§ What you will do
Within the listing below, how many lines contain the word "vegetation"? Answer with the number only.

§ Provided entries
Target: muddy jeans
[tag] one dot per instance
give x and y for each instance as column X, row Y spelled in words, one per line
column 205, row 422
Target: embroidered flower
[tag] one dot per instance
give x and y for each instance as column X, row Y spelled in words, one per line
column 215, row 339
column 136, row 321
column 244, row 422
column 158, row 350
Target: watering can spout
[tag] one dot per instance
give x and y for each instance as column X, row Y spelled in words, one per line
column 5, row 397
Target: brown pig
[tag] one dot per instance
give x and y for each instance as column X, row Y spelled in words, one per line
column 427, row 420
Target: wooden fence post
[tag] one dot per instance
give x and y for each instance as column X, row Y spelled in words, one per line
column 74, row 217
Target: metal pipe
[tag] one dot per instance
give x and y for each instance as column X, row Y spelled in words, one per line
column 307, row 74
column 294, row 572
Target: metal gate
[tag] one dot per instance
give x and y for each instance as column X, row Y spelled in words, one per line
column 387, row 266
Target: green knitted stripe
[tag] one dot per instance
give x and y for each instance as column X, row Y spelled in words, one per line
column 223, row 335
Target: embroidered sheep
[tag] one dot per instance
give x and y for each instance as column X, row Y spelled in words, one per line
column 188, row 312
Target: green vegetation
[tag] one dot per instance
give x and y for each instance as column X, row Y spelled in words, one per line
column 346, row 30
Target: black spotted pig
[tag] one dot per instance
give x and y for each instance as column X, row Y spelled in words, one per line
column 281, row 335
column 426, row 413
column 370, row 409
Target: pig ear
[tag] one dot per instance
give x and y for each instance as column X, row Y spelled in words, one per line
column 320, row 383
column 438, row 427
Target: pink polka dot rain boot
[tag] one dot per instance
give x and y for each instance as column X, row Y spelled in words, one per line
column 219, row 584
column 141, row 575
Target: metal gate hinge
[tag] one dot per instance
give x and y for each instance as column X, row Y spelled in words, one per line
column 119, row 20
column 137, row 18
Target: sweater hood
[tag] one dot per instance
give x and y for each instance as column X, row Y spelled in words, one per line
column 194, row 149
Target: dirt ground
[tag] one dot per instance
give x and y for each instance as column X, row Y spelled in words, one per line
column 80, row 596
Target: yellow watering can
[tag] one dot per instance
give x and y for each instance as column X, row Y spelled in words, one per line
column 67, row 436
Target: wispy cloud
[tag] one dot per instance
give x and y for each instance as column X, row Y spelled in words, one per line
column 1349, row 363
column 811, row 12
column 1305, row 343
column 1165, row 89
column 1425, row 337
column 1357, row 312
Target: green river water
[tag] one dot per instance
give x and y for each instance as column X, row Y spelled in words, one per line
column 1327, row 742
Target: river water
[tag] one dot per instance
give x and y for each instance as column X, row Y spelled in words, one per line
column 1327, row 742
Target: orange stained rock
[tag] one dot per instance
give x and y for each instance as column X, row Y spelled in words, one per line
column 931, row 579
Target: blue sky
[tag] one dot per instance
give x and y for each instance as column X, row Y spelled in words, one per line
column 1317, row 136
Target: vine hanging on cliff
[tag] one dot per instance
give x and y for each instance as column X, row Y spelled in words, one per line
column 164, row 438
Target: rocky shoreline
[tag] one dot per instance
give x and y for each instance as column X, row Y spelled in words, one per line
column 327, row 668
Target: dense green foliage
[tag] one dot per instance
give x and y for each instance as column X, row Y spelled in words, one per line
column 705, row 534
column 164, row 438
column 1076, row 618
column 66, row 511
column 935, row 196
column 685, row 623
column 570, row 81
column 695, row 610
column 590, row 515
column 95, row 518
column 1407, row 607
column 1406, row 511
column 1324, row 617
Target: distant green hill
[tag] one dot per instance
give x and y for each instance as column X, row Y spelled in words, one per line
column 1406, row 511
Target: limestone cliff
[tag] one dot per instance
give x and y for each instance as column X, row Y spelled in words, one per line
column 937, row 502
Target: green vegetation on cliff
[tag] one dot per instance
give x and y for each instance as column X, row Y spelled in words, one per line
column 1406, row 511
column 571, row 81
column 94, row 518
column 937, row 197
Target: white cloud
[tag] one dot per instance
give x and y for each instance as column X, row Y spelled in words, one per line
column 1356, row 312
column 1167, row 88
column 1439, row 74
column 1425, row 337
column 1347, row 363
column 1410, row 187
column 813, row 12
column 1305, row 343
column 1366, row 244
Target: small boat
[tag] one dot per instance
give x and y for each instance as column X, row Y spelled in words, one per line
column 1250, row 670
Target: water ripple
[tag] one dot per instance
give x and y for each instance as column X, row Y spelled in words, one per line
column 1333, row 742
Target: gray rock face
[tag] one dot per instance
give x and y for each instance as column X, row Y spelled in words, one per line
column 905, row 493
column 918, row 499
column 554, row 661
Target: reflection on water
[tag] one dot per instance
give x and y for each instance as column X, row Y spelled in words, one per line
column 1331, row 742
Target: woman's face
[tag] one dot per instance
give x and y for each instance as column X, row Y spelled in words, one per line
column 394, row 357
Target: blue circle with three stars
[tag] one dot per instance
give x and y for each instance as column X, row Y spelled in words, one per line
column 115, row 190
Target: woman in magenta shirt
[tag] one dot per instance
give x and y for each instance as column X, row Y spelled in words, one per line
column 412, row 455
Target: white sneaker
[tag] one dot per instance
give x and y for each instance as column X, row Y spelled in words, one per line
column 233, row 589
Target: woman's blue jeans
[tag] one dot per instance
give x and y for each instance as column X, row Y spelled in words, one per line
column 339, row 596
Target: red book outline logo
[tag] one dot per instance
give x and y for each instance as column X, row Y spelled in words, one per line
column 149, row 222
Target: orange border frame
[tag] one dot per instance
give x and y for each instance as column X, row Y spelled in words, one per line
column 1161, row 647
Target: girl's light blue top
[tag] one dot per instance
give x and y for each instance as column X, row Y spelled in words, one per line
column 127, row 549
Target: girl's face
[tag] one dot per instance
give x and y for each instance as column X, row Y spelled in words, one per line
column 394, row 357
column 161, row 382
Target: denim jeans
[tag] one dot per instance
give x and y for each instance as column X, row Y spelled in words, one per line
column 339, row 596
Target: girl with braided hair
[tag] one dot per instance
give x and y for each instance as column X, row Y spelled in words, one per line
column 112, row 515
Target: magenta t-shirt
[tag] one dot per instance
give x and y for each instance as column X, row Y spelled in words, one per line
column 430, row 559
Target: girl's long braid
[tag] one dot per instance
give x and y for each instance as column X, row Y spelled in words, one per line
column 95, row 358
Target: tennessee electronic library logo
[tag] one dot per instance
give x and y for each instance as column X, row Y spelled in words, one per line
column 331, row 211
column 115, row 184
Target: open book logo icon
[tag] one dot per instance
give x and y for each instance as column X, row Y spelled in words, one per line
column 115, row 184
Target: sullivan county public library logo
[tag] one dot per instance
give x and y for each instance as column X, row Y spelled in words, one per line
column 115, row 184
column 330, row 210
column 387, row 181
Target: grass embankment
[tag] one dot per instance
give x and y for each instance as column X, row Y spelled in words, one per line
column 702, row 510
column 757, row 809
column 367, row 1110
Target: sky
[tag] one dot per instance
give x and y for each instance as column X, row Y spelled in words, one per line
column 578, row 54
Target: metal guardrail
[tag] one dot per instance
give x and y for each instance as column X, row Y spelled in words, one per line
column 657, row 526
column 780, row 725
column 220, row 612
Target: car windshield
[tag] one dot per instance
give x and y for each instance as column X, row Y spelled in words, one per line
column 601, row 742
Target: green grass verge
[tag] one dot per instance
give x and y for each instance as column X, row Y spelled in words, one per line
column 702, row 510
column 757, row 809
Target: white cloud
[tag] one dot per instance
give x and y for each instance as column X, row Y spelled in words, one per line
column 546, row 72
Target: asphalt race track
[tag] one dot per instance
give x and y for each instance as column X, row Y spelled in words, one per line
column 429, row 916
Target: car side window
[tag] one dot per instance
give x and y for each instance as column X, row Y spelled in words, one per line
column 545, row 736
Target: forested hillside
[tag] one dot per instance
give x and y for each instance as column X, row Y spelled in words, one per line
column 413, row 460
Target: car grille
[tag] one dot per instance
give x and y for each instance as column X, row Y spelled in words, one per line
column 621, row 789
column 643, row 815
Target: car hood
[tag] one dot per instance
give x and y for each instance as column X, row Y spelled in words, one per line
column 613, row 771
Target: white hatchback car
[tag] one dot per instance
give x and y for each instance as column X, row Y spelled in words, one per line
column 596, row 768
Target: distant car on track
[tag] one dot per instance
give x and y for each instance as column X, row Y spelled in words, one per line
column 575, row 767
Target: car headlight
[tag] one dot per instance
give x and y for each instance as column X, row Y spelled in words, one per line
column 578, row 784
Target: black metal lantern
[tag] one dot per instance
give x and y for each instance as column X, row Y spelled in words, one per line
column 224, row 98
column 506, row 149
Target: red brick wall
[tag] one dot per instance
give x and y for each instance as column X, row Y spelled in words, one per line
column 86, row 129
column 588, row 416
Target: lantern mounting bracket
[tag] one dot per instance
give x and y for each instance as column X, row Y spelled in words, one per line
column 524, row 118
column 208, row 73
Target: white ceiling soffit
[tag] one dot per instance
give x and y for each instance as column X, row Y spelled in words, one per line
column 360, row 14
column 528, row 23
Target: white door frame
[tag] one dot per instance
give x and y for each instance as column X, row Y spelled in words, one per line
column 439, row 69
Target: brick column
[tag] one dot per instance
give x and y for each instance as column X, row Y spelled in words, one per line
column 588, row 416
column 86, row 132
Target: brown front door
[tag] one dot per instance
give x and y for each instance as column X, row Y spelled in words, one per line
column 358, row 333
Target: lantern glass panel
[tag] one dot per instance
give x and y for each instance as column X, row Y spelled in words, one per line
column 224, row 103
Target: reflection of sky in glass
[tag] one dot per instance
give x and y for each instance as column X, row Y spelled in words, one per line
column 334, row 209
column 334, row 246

§ Output of the task
2